▸ TASK ITEM: When you transcribe the listing that follows, keep every line exact and omit the pictures.
- - - - - - -
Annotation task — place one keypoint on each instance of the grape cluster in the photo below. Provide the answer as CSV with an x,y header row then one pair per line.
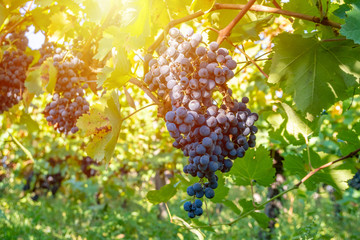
x,y
194,209
68,102
355,181
43,184
13,68
86,166
211,135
- - - - - - -
▸ EXERCISE SOLUTION:
Annotation task — place one keypoint on each instance of the grape cluster in the photo below. Provide the answer as CSV with an x,y header row then one pair per line.
x,y
194,209
68,102
355,181
43,184
13,68
86,166
211,135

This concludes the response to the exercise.